▶ _Written request 1_
In the hummus post, what does the writer use in place of oil and tahini paste?

▶ _Page text_
Football food to me means appetizers, finger foods, and dips. Me love me a good dip! My favorites are taco dip, artichoke and spinach dip, and buffalo chicken dip. Yum yum yum! The thing with dip is it’s easy to overeat and more often than not they are filled with tons of dairy and fat! For me that equals bloating. I know…TMI… but seriously in my ripe old age of 40 I really need to be careful with dairy. #Iam40problems.
Because of my old age dairy issues I like to have nondairy options, especially when I know I’m going to be eating a few servings. I also like to have meatless options because not everyone (including me) wants to gorge on chicken wing dip for hours.
Enter hummus. Hummus is da bomb! It is a dip that can take on any flavor you decide to throw into the food processor.
For this Spicy Chipotle and Lime hummus recipe I was feeling smoky, spicy, and limey. Is limey a word? It is now. It means to be full of lime flavor. Ha!
This hummus recipe could not be any easier. If you have a somewhat stocked pantry, refrigerator, and freezer you just might have all these ingredients on hand. If not no worries they are all easy to find in the grocery store.
All you need are a couple cans of chickpeas, a clove of garlic, 2 or more chipotle peppers in adobe sauce, cilantro, lime juice, cumin, salt, pepper, and coconut milk. Coconut milk? Yup! Traditional hummus recipe call for oil and tahini paste to smooth things out. I decided to use Silk Unsweetened CoconutMilk instead to give the hummus a creamy texture while keeping calories under control. Win for everyone!

[Coordinate annotation rows]
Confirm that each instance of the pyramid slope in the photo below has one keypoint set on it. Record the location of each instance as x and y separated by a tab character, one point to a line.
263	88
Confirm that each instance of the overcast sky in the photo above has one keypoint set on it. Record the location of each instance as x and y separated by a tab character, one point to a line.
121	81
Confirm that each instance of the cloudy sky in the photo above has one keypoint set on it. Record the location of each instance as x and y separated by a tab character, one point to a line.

...

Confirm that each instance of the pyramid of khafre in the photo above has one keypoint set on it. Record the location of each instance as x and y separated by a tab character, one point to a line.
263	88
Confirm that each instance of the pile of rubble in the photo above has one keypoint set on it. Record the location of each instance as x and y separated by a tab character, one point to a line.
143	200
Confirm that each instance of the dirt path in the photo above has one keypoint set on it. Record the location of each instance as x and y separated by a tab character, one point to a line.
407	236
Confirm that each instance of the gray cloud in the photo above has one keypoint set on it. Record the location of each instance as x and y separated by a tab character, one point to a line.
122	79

---

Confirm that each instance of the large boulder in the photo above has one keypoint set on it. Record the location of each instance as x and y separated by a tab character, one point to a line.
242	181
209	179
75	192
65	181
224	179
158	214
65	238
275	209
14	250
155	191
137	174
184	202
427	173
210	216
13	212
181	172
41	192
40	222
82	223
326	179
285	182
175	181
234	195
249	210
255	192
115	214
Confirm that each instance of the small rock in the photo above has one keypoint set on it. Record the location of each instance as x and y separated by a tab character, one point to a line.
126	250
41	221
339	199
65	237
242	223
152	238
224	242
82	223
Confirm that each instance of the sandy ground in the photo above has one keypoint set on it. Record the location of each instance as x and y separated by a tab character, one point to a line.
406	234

▶ _Written request 2_
Find every line of the rows that contains the word "pyramid" and copy each one out. Case counts.

▶ _Full output 1_
Silk Unsweetened CoconutMilk

▶ _Full output 2_
Confirm that each instance of the pyramid slope in the photo below has one keypoint set on it. Record the location of each instance as x and y separated by a tab character, one point to a line.
Confirm that each instance of the pyramid of khafre in the photo above has one keypoint set on it. Record the location of each instance as x and y separated by a tab character, one point to a line.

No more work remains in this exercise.